(Task description): Scan the listing and copy each line where the word "jacket" is present.

(Provided entries):

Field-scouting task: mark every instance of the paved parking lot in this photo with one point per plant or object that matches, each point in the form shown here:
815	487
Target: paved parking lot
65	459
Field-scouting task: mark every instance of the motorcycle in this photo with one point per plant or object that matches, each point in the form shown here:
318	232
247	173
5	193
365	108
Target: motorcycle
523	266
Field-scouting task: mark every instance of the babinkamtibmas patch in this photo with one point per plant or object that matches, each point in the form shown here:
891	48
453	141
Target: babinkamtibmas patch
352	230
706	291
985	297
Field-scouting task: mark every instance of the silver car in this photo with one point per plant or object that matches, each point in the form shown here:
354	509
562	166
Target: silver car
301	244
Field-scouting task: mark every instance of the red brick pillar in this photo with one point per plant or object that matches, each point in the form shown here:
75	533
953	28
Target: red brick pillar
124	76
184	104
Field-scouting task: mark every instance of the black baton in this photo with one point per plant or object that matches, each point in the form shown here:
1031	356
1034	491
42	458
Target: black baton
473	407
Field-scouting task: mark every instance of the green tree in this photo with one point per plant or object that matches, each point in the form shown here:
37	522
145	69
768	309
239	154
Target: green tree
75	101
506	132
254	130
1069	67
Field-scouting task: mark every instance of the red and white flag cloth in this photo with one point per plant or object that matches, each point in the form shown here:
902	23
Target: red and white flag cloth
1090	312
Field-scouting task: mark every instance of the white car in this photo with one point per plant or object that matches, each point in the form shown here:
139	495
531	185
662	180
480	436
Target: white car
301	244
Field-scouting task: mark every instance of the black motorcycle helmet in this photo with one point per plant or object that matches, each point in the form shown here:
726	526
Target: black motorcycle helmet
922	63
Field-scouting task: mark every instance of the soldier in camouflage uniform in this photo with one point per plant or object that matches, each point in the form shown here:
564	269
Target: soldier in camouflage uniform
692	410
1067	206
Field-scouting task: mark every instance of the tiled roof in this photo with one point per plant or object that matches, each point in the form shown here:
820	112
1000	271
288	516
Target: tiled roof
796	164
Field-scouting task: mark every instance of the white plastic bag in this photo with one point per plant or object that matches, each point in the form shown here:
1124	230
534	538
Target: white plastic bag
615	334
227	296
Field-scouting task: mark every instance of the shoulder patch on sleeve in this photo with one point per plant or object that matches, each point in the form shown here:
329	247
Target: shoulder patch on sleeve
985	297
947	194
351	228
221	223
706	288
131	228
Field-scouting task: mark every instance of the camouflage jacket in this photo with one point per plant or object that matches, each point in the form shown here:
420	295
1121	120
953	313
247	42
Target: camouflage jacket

(Result):
Field-scouting task: mark every instance of the camouflage jacket in this photo with one point per plant or object that matches, each point in the form shown here:
Target: camouflage jacket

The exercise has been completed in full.